- 取り組む課題 -
a. 湯河原のグランピングに関する文章のうち、「この街のちょうど中腹にあたる高台に」で始まる段落を、主要な事実を残したまま箇条書きにまとめ直してください。
b. 湯河原のグランピングに関する文章の要点を、2文で述べてください。
c. 湯河原のグランピング施設を扱った文章について、最後の文の後に続く内容を書いてください。

老舗温泉街でグランピングを
自由と自然を提供する上質なアウトドアホテルの実現
- GKS.com/ザ ベース グランピング湯河原 支配人
奥原 英亮さん - 神奈川県生まれ。学生時代の海外留学時の体験によりホテル、サービスの世界にのめり込む。小さなゲストハウスから外資系メガホテルまでさまざまな宿泊施設の立ち上げ、運営を経験し今に至る。現在は、支配人としてグランピング場の運営、地域再生へのチャレンジにまい進中。
老舗温泉街で新たな試みを
神奈川県南西部に位置する湯河原は、関東の奥座敷と謳(うた)われてきた歴史ある温泉場。雄大な相模湾を臨み、箱根の山々を背後に控えた自然豊かな地形にある。駅から奥湯河原へと続く道筋には、旅館や商店が立ち並び、古き良き温泉街の風情も残っている。
この街のちょうど中腹にあたる高台に、わが社(株式会社GKS.com)が自家源泉つきの土地を入手したのは今から3年ほど前のこと。とはいえ、わが社は、建設会社が母体。これまで温泉との関わりがあったわけではなく、たまたま縁あって手にはしたものの、荒れてしまった山間の土地をどう生かすべきか答えを出せずにいた。高級ホテルや旅館を作ったとして、競合ひしめくこの湯河原ではとても勝てる気がせず、何か新しい手を打ちたかった。
自由を提供する上質なアウトドアホテル
折しもコロナ禍により、旅行スタイルは非接触が主流となり、密を避けるべくキャンプブームが到来していた。キャンプの魅力は自然との一体感もさることながら、何よりその自由度の高さにある。食事時間の制約など、旅館やホテルにつきものの、施設サイドのオペレーションに縛られることなく、青空のもと火を焚(く)べ、気ままに過ごせるのが醍醐味(だいごみ)だ。
こうしたキャンプの自由さと、ホテルの快適性を兼ね備えた「グランピング」であれば、湯河原初となり面白いかもしれない。幸い自然環境には恵まれていたので、竹林と雑木林は手入れさえすれば、豊かな景観を生むと思えた。各サイトは離れのように独立型とし、完全なプライベート空間を守る。焚(た)き火のできる開放感あるウッドデッキを中心に据え、それでいて快適に寛げる寝室も不可欠だ。何より、大人が寛げる空間にしたかったので、寝具や備品は上質な物にこだわり、いわば「アウトドアホテル」ともいうべき空間を目指した。

- 与えられた情報 -

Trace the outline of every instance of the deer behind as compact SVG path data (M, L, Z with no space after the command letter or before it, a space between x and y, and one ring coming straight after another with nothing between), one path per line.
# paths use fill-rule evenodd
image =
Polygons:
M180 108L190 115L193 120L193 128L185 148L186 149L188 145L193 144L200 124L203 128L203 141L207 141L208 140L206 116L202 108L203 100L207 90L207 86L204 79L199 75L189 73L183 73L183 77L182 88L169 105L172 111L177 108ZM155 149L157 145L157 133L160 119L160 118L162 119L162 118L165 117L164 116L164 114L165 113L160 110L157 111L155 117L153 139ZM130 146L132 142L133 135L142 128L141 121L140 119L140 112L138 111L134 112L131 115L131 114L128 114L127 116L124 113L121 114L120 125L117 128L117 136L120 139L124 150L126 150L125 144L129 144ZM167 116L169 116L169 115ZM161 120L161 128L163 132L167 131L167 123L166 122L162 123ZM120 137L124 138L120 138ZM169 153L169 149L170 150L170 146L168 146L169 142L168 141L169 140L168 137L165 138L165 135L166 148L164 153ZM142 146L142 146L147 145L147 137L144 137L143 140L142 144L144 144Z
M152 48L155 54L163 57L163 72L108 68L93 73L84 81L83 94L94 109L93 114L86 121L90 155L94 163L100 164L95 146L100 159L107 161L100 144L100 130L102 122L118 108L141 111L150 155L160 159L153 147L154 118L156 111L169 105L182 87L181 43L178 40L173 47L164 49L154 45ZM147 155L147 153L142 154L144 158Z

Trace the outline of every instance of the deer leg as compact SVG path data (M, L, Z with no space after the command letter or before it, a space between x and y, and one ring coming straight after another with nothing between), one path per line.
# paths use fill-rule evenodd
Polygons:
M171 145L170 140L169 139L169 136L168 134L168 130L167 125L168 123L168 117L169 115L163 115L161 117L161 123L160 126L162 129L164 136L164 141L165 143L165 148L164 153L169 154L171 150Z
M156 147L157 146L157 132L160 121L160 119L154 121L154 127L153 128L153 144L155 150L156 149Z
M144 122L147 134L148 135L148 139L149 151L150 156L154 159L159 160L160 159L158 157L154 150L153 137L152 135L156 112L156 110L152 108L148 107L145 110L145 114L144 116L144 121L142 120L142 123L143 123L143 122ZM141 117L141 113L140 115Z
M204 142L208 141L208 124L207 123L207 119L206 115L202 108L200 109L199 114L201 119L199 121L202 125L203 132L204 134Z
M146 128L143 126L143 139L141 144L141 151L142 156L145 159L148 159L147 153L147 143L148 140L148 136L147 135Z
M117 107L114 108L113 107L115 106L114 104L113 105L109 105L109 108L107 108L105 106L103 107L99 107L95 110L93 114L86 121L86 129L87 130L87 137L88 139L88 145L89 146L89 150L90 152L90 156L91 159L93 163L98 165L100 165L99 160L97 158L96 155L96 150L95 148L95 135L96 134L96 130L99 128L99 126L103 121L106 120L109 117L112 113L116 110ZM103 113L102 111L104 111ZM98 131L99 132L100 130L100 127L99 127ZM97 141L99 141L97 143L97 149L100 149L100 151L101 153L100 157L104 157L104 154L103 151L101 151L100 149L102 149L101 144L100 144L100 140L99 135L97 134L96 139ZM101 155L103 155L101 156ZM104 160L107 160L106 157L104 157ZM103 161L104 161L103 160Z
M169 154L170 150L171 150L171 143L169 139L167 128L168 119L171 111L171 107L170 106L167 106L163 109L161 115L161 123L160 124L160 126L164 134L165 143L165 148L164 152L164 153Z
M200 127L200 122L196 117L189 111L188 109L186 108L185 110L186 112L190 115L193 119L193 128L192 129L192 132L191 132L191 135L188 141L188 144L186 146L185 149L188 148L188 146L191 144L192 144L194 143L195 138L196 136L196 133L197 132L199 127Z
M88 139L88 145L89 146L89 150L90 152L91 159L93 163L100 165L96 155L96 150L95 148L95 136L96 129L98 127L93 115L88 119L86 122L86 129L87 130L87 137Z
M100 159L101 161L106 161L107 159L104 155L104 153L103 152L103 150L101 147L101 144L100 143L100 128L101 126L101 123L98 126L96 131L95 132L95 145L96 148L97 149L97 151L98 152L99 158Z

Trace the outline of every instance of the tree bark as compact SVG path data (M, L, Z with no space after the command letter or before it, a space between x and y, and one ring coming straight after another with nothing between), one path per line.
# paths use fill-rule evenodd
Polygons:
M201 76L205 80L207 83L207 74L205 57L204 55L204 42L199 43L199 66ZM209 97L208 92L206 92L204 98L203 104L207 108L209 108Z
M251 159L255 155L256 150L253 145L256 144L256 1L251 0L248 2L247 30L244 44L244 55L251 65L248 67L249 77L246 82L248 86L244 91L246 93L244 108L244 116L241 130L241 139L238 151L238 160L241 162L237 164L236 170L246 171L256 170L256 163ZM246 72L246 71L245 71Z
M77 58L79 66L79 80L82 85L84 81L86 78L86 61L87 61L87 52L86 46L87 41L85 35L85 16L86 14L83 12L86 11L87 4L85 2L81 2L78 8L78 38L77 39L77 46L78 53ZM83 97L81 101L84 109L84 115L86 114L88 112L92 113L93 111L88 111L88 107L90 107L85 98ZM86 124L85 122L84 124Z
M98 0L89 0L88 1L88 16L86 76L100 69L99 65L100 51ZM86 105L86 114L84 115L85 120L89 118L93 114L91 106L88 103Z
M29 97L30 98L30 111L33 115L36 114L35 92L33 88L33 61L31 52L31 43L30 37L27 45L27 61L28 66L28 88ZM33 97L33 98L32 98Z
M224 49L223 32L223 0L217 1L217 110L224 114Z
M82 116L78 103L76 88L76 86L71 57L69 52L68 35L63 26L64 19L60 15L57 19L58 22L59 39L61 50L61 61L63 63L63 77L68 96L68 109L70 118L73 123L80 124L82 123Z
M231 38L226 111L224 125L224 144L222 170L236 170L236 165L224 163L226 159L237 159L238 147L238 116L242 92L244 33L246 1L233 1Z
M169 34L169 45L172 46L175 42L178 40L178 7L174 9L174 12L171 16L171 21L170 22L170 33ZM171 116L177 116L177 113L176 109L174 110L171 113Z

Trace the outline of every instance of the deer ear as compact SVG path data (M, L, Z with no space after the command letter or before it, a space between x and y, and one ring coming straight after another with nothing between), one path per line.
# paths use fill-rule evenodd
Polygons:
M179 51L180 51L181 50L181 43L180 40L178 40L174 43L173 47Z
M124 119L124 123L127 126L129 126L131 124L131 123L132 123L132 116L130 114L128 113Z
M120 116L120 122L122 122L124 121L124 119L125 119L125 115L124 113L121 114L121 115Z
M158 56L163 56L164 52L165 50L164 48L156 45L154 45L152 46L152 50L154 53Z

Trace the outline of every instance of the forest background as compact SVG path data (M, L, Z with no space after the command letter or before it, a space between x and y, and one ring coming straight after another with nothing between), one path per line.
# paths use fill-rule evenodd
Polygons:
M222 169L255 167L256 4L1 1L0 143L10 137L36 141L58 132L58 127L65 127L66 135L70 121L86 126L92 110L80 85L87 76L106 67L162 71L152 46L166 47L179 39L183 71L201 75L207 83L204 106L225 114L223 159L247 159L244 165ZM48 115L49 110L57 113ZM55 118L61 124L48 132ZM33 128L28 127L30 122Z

- 出力結果 -
a.
- 株式会社GKS.comは約3年前、湯河原の街の中腹にあたる高台で、自家源泉つきの土地を入手した。
- 同社は建設会社が母体で、それまで温泉との関わりはなかった。
- 縁あって手にした荒れた山間の土地をどう生かすか、答えを出せずにいた。
- 競合の多い湯河原で高級ホテルや旅館を作っても勝てる気がせず、何か新しい手を打ちたかった。

b. 建設会社を母体とする株式会社GKS.comは、約3年前に老舗温泉街の湯河原で自家源泉つきの土地を入手したが、競合の多いこの地でその生かし方を決めかねていた。そこでコロナ禍によるキャンプブームを背景に、キャンプの自由さとホテルの快適性を兼ね備えたグランピングを選び、独立型のサイトと上質な寝具や備品による「アウトドアホテル」ともいうべき空間を目指した。

c.
名湯、源泉掛け流しにこだわる
自家源泉を調べてみると、思いがけず稀少な泉質に恵まれていた。湧出量も潤沢で泉温も高かったため、加温や消毒の必要なく「100%源泉掛け流し」に対応できるものだと分かった。
温泉も食べ物と同じように鮮度というものがあり、なるべく手を加えず、フレッシュな湯こそが、活性酸素を取り除き、ひいては心地良さをもたらす。混じりっ気なしの湯河原の名湯を、ぜひ宿泊客に体感してもらいたい。かくして、源泉掛け流し露天風呂が最大の魅力となる、グランピング施設の構想が具体的に出来上がっていった。
地元と手を取り合うことで、利益を地域に還元する
施設建設にあたり、東京に本社を置くわが社としては、既存の協力会社と立ち上げることも可能だったが、あえて地元の工務店と組むことに決めた。メンテナンスの利便性も考慮してのことだが、歴史ある街で新参者に対する警戒心を払拭(ふっしょく)したかったし、またグランピングという新しいスタイルを持ち込むことへの抵抗を少しでも緩和したかったからだ。
この選択こそが、スムーズに地域に溶け込む体制をつくったといえる。地元の工務店を介すことで、観光協会や役場関係者とも当初から好意的につながることができ、食材の仕入業者を紹介してもらうこともできた。宿泊客は主に東京や横浜など関東圏の大都市から来訪するため、利益は外部からもたらされる。結果として、地元業者とのつながりが施設のランニングコストで地域に利益を生む仕組みを築き、町全体で盛り上がるきっかけとなった。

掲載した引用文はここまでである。